WORK TO BE COMPLETED:
Since the pictures are not wanted, copy only the text of every record exactly.

EXERCISE INPUTS:

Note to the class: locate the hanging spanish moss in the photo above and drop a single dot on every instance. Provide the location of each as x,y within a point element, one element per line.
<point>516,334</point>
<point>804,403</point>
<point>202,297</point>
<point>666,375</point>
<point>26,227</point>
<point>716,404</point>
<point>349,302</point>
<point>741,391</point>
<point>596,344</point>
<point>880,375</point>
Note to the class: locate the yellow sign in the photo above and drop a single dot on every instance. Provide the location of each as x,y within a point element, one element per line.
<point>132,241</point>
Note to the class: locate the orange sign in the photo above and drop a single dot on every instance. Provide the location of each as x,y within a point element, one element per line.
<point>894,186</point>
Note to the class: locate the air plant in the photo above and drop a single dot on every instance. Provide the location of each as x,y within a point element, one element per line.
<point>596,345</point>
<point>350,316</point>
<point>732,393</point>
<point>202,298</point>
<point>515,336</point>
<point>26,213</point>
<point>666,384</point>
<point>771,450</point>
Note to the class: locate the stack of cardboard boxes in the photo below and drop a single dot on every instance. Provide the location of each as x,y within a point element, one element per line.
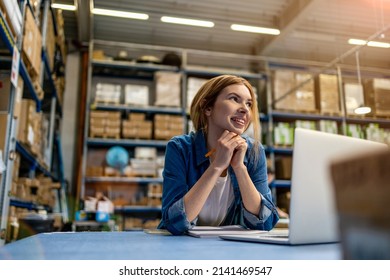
<point>105,124</point>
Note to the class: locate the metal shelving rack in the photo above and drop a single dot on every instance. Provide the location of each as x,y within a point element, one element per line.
<point>12,145</point>
<point>186,72</point>
<point>342,119</point>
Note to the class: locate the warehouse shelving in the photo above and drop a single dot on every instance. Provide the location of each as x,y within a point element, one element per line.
<point>31,164</point>
<point>341,118</point>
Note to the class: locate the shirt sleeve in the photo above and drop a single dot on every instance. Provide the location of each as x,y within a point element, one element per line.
<point>174,218</point>
<point>268,215</point>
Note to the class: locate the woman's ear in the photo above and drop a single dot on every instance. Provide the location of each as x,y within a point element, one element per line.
<point>207,110</point>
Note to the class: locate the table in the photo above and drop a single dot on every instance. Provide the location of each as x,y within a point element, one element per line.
<point>139,245</point>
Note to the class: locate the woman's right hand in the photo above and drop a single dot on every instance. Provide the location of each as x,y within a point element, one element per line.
<point>225,149</point>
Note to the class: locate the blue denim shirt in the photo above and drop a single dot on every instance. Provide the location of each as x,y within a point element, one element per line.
<point>185,162</point>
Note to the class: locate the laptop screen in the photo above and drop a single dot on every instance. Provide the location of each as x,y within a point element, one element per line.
<point>313,217</point>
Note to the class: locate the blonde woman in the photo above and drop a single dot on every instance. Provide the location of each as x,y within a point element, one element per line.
<point>216,175</point>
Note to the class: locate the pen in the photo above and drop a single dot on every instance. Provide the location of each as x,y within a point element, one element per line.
<point>212,151</point>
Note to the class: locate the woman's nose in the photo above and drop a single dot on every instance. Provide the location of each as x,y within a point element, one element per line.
<point>243,108</point>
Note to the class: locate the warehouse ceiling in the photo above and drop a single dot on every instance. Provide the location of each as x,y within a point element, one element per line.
<point>313,31</point>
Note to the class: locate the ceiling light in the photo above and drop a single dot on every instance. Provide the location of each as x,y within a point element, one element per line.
<point>362,110</point>
<point>63,7</point>
<point>313,36</point>
<point>187,21</point>
<point>368,43</point>
<point>378,44</point>
<point>357,42</point>
<point>113,13</point>
<point>254,29</point>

EXERCISE RESULT:
Note to the class: locate the hanging spanish moss in the photo above and drop a single dot on every instance. Provide the location of each as x,y within a point element, one element per line.
<point>516,334</point>
<point>804,403</point>
<point>202,297</point>
<point>666,375</point>
<point>26,227</point>
<point>716,404</point>
<point>349,302</point>
<point>741,391</point>
<point>596,344</point>
<point>880,375</point>
Note to the class: locate the yellow sign in the photo above and drop a single dot on every instance. Provide the location of each as x,y within a point element, one element per line.
<point>132,241</point>
Note to the class: locate the orange sign in the photo above and drop a single dot on every instance. Provide the location of each as x,y within a point element, one element per line.
<point>894,186</point>
Note to the class: locate the air plant in the photo above and drop a single dot on every instance. Provide the location of each as x,y within a point element, one element per line.
<point>596,345</point>
<point>350,316</point>
<point>732,393</point>
<point>202,298</point>
<point>515,336</point>
<point>26,213</point>
<point>666,384</point>
<point>771,450</point>
Note to the class: locate the stack of cardboard boxes in the photo below and drop a single dot on every instance. Provide the location of each as x,y within a point element, one element per line.
<point>105,124</point>
Note to the class: locate the metal shelving rack in the photo above and drop a single dot on every instance. Provide the location of each as x,y within a point element, one element per line.
<point>12,145</point>
<point>186,72</point>
<point>342,119</point>
Note to the class: locate the warehouse shelving in the photo above and drop a single dot on every instance. Provide the location of each as x,y within a point element, one element per line.
<point>31,164</point>
<point>341,118</point>
Note to the class: locate the shirt sleeve in the photo above and drop a single dot on every instance. Provide the location of each as x,y within a point element, one element per line.
<point>174,218</point>
<point>268,215</point>
Note to the class: locate the woman's ear in the photo above and drop a single dot on every instance. Provide the location of each as x,y within a point element, one element per line.
<point>207,110</point>
Note to the class: locate the table in the photo above and drop a single dot on every instance. Provide the location of each as x,y within a point element, one element per line.
<point>139,245</point>
Note to the class: locate the woman's right hand in the photo above and drop a single dot on every instance. Provide the location of each as x,y within a point element, one element per line.
<point>225,149</point>
Note to the class: locate the blue denim shirt in the photo above and drop a single dot on every instance. Provide the location of each as x,y within a point element, one element per line.
<point>185,162</point>
Note to the class: locate the laptop screen in the photo above and drop a single dot on every instance. Provide the location of each as x,y within a point element, one element per line.
<point>313,217</point>
Note to the class: locate the blonde woman in the photo above and drop a single dot on every instance. Provide the location of each as x,y within a point element, one element per line.
<point>216,175</point>
Note to the class: locate the pen in the photo above and drop a single dot on every instance. Provide the location of each as x,y within a point element, one element per line.
<point>212,151</point>
Note to the class: locate the woman's nose in the photo above and drop a single dot on every instance. Provide the location of each as x,y within a point element, one element per line.
<point>243,108</point>
Note to the class: locate the warehouse ceiling in the photo above and drop a single dot on every instance. Provide the location of each as x,y within a point element, one element per line.
<point>313,31</point>
Note to the class: locate the ceiling light in the photo above and drop a single dot on every instance. Provide the location of each as x,y within a point element, one element per line.
<point>362,110</point>
<point>63,7</point>
<point>313,36</point>
<point>187,21</point>
<point>368,43</point>
<point>378,44</point>
<point>357,42</point>
<point>113,13</point>
<point>254,29</point>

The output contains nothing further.